─── Information supplied ───

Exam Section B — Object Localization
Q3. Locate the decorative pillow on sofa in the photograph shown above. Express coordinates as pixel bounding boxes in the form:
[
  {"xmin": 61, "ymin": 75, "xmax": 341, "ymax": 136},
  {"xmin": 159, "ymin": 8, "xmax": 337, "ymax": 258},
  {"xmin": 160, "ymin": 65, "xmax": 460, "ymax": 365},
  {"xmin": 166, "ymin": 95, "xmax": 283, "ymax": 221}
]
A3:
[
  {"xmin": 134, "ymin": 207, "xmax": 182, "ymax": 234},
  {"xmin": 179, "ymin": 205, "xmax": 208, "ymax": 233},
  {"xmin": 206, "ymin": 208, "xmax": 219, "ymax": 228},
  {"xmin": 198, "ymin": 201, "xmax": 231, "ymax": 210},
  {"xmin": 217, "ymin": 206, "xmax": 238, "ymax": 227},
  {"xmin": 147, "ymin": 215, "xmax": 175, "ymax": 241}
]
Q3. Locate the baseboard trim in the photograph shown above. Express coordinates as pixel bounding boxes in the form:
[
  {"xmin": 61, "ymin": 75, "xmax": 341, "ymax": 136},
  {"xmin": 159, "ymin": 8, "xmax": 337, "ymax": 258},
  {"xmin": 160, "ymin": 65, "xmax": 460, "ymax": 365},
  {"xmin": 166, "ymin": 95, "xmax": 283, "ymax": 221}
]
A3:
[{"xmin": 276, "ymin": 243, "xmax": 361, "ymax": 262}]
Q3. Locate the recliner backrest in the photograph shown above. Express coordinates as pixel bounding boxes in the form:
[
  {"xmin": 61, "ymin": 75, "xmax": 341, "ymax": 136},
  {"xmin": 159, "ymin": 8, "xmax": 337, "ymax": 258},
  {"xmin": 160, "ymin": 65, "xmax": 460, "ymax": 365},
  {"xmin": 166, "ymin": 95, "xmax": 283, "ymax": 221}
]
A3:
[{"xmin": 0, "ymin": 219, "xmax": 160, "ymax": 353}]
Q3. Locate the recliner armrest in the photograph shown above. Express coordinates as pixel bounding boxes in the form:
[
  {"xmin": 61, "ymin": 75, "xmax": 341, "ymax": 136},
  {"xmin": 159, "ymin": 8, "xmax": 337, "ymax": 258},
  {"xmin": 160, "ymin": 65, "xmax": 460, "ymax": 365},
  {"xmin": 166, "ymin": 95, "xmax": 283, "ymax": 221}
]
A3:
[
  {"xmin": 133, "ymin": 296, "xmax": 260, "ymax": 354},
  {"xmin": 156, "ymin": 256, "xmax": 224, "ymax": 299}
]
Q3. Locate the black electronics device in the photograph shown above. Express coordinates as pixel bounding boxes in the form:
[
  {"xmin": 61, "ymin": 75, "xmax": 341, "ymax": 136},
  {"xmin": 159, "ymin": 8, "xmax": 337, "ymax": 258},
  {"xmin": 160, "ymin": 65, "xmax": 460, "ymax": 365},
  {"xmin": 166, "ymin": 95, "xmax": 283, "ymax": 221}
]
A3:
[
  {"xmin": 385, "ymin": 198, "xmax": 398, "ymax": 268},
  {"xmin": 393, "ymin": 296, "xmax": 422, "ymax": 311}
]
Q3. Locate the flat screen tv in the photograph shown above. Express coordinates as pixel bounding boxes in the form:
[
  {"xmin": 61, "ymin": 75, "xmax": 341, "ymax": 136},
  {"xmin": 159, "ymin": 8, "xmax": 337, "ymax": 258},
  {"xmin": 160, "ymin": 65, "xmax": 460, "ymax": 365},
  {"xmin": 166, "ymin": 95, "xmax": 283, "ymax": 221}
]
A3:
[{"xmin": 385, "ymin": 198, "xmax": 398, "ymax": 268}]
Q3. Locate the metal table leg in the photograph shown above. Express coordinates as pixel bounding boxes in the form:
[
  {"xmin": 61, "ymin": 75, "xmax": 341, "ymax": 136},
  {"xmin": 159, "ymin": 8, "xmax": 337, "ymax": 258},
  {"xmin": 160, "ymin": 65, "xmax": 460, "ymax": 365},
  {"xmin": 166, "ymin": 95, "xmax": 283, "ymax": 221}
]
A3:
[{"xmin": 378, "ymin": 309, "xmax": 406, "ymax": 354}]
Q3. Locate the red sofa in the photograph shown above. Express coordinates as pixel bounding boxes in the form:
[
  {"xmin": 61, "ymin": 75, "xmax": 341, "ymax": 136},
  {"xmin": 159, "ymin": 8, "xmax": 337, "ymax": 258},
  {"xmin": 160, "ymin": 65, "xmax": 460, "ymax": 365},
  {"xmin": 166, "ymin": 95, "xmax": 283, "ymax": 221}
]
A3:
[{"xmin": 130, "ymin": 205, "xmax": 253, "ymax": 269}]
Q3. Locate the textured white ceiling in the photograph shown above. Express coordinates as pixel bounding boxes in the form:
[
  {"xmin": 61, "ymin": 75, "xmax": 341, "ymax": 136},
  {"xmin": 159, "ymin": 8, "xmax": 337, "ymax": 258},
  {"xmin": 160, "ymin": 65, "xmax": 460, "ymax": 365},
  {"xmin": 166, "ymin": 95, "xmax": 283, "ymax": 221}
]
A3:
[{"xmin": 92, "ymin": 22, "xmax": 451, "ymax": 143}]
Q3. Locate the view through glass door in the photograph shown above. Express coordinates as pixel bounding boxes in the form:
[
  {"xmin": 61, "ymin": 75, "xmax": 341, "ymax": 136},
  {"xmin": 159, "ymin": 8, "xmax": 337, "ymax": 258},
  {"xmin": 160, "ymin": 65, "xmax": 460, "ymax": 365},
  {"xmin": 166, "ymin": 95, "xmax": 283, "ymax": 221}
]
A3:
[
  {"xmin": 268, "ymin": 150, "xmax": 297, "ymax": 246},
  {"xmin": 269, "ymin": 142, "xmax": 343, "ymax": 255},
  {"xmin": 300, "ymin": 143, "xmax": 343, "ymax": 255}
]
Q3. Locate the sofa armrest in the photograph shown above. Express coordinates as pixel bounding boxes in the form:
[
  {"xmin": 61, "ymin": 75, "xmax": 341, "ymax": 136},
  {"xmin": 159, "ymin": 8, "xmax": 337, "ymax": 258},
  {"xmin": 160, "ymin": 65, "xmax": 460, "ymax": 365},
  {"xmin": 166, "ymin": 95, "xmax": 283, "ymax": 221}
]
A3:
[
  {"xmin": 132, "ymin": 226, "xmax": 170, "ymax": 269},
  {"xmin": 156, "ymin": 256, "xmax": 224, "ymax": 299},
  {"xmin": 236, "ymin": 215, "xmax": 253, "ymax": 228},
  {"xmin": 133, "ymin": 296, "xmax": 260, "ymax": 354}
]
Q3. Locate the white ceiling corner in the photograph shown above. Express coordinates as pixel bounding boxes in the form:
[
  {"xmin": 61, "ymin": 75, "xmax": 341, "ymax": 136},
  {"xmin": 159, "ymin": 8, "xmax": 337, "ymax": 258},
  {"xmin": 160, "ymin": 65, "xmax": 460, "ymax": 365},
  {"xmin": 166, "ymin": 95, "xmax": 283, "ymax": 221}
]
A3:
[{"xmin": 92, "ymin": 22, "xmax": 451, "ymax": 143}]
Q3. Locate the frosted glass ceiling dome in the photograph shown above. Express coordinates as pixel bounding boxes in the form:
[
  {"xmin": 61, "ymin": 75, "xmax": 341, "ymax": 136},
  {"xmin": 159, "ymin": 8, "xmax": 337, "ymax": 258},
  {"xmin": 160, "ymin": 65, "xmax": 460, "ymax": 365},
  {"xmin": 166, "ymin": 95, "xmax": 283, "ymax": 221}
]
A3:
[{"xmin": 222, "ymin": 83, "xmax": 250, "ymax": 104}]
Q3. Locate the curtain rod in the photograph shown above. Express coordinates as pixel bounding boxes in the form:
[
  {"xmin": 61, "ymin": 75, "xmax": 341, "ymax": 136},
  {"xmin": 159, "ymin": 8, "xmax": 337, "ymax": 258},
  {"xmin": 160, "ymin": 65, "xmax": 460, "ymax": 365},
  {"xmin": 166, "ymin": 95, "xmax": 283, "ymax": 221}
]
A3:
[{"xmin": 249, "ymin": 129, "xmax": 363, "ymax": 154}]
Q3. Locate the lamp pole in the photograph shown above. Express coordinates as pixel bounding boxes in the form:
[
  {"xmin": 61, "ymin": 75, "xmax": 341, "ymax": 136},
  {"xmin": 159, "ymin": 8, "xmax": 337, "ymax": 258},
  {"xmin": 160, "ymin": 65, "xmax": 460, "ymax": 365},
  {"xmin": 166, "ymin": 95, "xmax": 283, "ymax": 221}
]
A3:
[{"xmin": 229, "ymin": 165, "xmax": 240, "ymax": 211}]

───

# Brief:
Can you copy out, word for word, the lines starting at the one that contains "Q3. Locate the curtain" and ending at the final line of the records, with both of those lines included?

# Response to this task:
Q3. Locate the curtain rod in the photograph shown above. Express coordinates as pixel bounding boxes in the form:
[
  {"xmin": 61, "ymin": 75, "xmax": 341, "ymax": 136},
  {"xmin": 159, "ymin": 8, "xmax": 337, "ymax": 258},
  {"xmin": 160, "ymin": 65, "xmax": 460, "ymax": 365},
  {"xmin": 166, "ymin": 95, "xmax": 283, "ymax": 221}
]
A3:
[{"xmin": 249, "ymin": 129, "xmax": 363, "ymax": 154}]
Q3. Locate the lamp pole in the photograph shown above. Express coordinates as pixel bounding boxes in the form:
[
  {"xmin": 61, "ymin": 75, "xmax": 341, "ymax": 136},
  {"xmin": 159, "ymin": 8, "xmax": 337, "ymax": 258},
  {"xmin": 160, "ymin": 65, "xmax": 460, "ymax": 365},
  {"xmin": 166, "ymin": 95, "xmax": 283, "ymax": 221}
]
A3:
[{"xmin": 229, "ymin": 165, "xmax": 240, "ymax": 211}]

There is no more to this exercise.